To do = Convert every line of all the records below into a JSON list of strings, one string per line, with blank lines omitted. Leave the pictures out of your answer.

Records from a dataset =
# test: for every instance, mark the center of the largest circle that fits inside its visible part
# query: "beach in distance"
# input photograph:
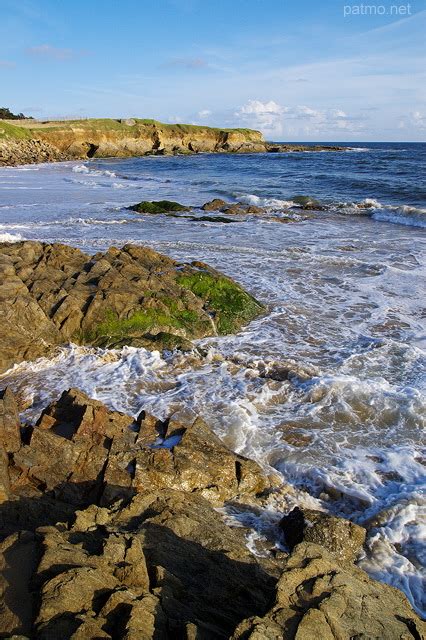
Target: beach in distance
(212, 320)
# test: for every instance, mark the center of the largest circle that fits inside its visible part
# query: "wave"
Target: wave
(10, 237)
(274, 204)
(82, 168)
(395, 214)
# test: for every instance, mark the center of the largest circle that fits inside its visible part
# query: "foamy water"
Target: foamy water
(345, 296)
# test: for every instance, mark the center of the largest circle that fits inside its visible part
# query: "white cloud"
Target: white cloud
(266, 116)
(275, 119)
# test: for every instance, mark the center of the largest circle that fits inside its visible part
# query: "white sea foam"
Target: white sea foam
(274, 204)
(83, 168)
(396, 214)
(10, 237)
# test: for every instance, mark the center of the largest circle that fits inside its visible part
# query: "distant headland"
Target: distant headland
(27, 141)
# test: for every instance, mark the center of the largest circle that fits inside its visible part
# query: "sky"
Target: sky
(298, 70)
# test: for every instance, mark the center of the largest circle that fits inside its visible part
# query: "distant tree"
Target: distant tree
(6, 114)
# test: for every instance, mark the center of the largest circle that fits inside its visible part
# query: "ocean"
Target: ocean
(345, 296)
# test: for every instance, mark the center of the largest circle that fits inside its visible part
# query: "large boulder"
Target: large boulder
(317, 597)
(341, 537)
(51, 294)
(85, 454)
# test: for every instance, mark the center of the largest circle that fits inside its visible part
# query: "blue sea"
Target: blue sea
(345, 292)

Task answer =
[
  "# test: for every instance, mark the center of the largest circle that fits inside its visible part",
  "# query: \"beach in distance\"",
  "# input photograph:",
  "Target: beach in distance",
  "(212, 320)",
  "# test: for every instance, mark the center of the largest circle that fits inside its visible part",
  "# query: \"wave\"",
  "Target: wave",
  "(10, 237)",
  "(274, 204)",
  "(82, 168)",
  "(395, 214)",
  "# test: for every instance, mark the center of the largest circle that fits inside its visible part",
  "# query: \"foamy water\"",
  "Target: foamy water",
  "(345, 296)",
  "# test: for every instance, mark the center of the largest circle that fits inside its visible part",
  "# query: \"white cloud\"",
  "Target: white cloud",
  "(266, 116)",
  "(275, 119)",
  "# test: for every instance, mark the center of the largest circle that fits inside its visible part",
  "# query: \"white sea foam\"",
  "Target: white sea foam",
  "(274, 204)",
  "(83, 168)",
  "(396, 214)",
  "(10, 237)",
  "# test: for every instance, mark the center of the largest circle that fits inside its visible part",
  "# query: \"distant headland\"",
  "Target: distant headland",
  "(27, 141)",
  "# test: for every instance, mark the center of the largest circle that fits inside its visible part",
  "# query: \"sky\"",
  "Target: sky",
  "(298, 70)",
  "# test: for every instance, mark the center of the largest circle that fits inside its visible part",
  "# query: \"distant tree\"",
  "Target: distant tree",
  "(6, 114)",
  "# test: for every instance, mark the center of the largest circle that fits inside its visible part",
  "# query: \"ocean\"",
  "Target: ocean",
  "(345, 296)",
  "# test: for every instance, mark the center of the largest circle that fits inside its visible part",
  "# query: \"large boulder\"",
  "Target: large boulder",
  "(317, 597)",
  "(341, 537)",
  "(51, 294)",
  "(85, 454)",
  "# test: for every instance, mark the center of the largest circle that fits inside its visible part",
  "# query: \"blue sea\"",
  "Target: blue sea",
  "(345, 292)"
]